▶ [ARTICLE]
+ + + + +

Touching keyboards

2014-10-15

So I may be using a 20 year old keyboard. But I can't say the design of current available keyboards impress me. Somewhere between then and now there was the "innovation" of adding additional keys, lit keys, and programmable keys. In fact, new boards seem to be returning to so called "mechanical keyboards", which sounds like a step backwards to me. Then again, anything is a step forward for me ;)

tldr; I'm looking for a new fancy keyboard :)

So when I started to search for a new board I kinda knew what I was looking for. And in this day and age I was sure it'd be available somewhere. It's really simple actually. I just want a touch screen under my fingers. Not to look at, but to operate with. Fully configurable, which can serve as a mouse as well, and possibly some meta data like with gaming or hardware details. It could still have tactile feedback, palm rests could help you put yourself in the right spot. Tiny rugged frames could help you orientate for the keyboard while still keeping the possibility to use the whole thing as a mouse. I mean, come on. We're in the tablet era. This step is only making more sense the more you think about it.

+ + + + +

▶ [INFORMATION PROVIDED]

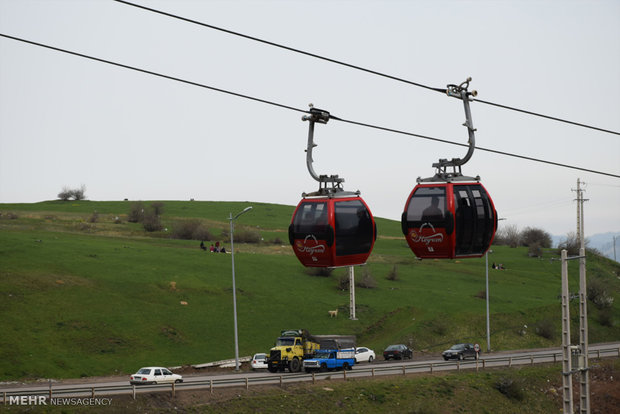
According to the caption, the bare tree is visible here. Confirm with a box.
[58,184,86,201]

+ + + + +

Please extend the post about touch-screen keyboards, picking up right after its final sentence.

▶ [RESPONSE FOR THIS EXERCISE]
But. No. The closest thing I could find is a concept that's been proposed in 2010, kickstarted as tricktrack and funded in triplicate in 2011, showed up as the "Luminae Keyboard" in 2013, but seems to have vanished in 2014. Domains have been parked. The web is only showing screenshots. (This page seems to suggest it's still a thing though... but the timestamp of 2011 doesn't bode well either).

Alternatives. So I'm a gamer and a coder. On linux. This means many of the fancy pancy boards that need some kind of aux software are quickly eliminated since they generally don't work with linux. Beyond that I don't need a zillion buttons. I do want the regular keyboard, of course. Regular arrow keys. Regular layed out home/end/del etc. And some kind of keypad, since that's pretty much the only way I can quickly type long numbers blind. I don't mind if the keypad double serves as a touch pad, in fact, I'd probably love that.

Scrounging the net for keyboards turned up only a handful candidates. Which is super disappointing. Come on, this is 2014, where's the innovation? Okay so onto the models I did like.

The model that's currently peaking my interest is the "RAZER Deathstalker Ultimate Elite gaming keyboard".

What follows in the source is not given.